◆ TASK PROMPT: Copy out the lines below verbatim, from the first one through the line containing "[493,227,800,415]", both included.

== EXTRACTED ENTRIES ==

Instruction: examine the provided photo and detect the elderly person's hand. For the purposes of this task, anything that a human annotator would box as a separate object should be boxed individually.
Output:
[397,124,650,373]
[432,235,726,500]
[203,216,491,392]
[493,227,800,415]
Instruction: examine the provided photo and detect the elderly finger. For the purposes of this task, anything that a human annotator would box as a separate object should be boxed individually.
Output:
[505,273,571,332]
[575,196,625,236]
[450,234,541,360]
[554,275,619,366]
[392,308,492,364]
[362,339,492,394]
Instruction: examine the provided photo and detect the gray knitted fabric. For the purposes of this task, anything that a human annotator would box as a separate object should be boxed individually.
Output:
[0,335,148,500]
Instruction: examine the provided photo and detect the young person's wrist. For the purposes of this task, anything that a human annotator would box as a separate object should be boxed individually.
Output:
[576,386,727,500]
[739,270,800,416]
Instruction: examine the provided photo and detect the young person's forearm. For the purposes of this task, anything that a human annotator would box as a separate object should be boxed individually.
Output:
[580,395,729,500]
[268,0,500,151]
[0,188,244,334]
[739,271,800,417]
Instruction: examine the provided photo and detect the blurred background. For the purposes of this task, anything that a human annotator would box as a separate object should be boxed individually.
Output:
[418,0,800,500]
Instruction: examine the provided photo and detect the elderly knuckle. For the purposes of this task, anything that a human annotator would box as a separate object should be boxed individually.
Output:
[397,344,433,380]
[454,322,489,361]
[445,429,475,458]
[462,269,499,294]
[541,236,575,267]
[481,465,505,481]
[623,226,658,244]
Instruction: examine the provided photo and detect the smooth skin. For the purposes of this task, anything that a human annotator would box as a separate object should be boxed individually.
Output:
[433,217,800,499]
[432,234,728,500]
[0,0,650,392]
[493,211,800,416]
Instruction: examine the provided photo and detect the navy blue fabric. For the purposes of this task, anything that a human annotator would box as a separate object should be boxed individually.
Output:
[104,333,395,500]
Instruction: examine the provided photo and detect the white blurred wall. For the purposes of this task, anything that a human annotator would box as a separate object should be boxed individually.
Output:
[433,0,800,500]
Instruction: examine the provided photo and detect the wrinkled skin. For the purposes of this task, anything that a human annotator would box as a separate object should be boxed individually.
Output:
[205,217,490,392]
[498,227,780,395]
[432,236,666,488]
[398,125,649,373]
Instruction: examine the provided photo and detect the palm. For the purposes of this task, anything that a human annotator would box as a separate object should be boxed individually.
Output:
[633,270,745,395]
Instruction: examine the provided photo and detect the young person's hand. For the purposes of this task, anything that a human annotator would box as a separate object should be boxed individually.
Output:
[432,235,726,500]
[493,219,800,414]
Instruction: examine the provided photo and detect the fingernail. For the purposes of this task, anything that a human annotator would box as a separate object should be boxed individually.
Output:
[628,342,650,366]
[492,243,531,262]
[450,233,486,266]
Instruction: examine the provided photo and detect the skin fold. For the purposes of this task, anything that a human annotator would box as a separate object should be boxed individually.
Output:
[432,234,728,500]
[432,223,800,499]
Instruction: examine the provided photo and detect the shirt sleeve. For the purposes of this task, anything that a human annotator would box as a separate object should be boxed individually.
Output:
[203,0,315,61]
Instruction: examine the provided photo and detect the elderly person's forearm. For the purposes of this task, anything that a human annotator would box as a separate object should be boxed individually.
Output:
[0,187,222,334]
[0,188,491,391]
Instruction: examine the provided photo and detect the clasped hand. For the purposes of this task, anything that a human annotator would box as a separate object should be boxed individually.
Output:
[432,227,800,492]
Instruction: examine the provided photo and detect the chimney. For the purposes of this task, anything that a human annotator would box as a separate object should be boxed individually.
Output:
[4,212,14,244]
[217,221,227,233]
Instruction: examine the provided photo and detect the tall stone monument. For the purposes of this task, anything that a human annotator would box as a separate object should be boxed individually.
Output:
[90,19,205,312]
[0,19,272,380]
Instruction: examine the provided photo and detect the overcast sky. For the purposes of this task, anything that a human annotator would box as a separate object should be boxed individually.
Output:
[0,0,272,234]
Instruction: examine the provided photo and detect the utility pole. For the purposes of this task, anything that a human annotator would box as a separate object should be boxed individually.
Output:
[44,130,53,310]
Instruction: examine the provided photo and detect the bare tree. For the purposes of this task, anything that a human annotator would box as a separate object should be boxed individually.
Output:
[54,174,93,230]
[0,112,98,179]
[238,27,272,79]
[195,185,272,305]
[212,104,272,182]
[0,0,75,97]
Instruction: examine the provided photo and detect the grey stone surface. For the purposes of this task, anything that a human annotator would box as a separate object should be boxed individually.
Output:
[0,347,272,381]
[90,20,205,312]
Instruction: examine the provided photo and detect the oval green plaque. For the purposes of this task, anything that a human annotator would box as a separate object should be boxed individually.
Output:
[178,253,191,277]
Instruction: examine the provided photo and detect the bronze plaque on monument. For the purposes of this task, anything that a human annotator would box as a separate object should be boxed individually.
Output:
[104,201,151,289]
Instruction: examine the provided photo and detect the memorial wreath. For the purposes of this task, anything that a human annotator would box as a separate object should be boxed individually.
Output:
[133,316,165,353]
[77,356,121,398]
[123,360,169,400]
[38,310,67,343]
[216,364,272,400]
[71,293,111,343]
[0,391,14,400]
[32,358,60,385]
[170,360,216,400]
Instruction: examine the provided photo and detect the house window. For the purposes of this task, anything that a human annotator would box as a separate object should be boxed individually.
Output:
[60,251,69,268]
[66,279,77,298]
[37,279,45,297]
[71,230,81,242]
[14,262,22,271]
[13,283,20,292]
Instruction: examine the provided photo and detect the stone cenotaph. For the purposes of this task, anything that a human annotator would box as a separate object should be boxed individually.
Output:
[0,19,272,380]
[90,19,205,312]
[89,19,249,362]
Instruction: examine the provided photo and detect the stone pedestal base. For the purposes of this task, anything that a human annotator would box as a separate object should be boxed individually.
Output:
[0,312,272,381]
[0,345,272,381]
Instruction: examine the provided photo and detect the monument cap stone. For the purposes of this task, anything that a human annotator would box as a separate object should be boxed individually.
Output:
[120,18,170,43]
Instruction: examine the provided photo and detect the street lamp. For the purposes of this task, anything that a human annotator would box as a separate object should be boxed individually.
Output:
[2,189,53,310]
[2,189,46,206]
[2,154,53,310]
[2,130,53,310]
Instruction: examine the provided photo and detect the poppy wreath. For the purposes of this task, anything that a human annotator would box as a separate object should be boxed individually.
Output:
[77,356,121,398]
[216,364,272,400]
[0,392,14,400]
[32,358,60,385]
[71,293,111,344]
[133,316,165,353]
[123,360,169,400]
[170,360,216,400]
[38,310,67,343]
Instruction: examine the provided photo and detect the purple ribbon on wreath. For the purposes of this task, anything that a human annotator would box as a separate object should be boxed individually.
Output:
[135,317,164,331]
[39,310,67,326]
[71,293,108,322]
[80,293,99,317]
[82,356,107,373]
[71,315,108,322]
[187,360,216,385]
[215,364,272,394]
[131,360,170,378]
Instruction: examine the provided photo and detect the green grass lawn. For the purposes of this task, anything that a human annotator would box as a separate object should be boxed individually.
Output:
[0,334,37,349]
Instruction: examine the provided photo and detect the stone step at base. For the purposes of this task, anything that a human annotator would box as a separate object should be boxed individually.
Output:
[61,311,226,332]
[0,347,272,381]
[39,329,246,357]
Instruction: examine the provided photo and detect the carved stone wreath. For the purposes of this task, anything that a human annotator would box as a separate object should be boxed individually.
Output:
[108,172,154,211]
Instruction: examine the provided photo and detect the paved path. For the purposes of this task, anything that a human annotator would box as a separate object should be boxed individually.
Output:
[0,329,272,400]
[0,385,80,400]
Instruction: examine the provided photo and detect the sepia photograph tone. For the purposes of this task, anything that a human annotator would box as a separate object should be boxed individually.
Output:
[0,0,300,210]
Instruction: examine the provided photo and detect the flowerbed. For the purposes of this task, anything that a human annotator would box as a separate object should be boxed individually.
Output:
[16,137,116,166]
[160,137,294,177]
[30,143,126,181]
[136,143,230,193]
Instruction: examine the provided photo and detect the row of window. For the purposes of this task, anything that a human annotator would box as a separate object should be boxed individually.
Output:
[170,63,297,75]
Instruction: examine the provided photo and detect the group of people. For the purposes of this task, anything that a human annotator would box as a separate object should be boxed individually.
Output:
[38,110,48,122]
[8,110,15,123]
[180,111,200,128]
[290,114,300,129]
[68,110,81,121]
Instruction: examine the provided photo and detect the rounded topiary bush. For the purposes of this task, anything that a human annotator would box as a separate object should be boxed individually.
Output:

===

◆ COMPLETED TASK:
Instruction: examine the provided photo and detect the elderly person's hand. For the purposes of this task, anything that a human annotator would box as a separate object should be boxed individually.
Output:
[397,124,650,373]
[432,235,726,500]
[203,216,491,392]
[493,227,800,415]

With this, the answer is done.